[Natural language region descriptions]
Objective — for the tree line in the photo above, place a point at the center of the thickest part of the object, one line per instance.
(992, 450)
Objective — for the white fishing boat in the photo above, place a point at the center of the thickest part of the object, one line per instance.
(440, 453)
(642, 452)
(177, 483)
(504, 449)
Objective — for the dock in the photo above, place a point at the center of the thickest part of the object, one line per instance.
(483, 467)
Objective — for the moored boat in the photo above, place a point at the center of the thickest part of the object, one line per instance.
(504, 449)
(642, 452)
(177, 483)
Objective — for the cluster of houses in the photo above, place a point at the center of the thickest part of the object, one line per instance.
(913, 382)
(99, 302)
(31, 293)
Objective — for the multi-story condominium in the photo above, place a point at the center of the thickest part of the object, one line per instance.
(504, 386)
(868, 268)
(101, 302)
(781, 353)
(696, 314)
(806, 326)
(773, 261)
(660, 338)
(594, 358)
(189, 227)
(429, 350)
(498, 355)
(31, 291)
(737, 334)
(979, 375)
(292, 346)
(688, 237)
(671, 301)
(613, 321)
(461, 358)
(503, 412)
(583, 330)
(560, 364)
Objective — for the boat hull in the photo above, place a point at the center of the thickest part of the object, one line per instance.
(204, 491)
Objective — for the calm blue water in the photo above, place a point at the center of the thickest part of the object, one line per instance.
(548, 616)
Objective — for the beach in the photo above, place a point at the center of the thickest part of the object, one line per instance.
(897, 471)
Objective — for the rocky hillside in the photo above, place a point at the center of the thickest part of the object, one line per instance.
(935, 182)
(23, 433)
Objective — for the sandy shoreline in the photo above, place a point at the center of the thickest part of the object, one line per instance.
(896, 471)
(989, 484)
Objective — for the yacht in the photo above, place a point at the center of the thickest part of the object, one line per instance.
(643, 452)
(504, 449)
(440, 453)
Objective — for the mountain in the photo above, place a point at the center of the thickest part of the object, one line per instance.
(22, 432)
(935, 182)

Activity = Beginning with the line that contains "Objective — for the sandy", set down every line through the end of the data without change.

Your response =
Objective — for the sandy shoreline in the photo above, place a point at the center of the thickest part of the object, one line per instance.
(896, 471)
(989, 484)
Objective — for the yacht in the photo above, place a point at the center of the thickest part of the object, one line per instance.
(643, 452)
(504, 449)
(440, 453)
Objective — for the mountain in the photo above, place a point at the center of the thickest part of the object, one line per instance.
(22, 432)
(935, 182)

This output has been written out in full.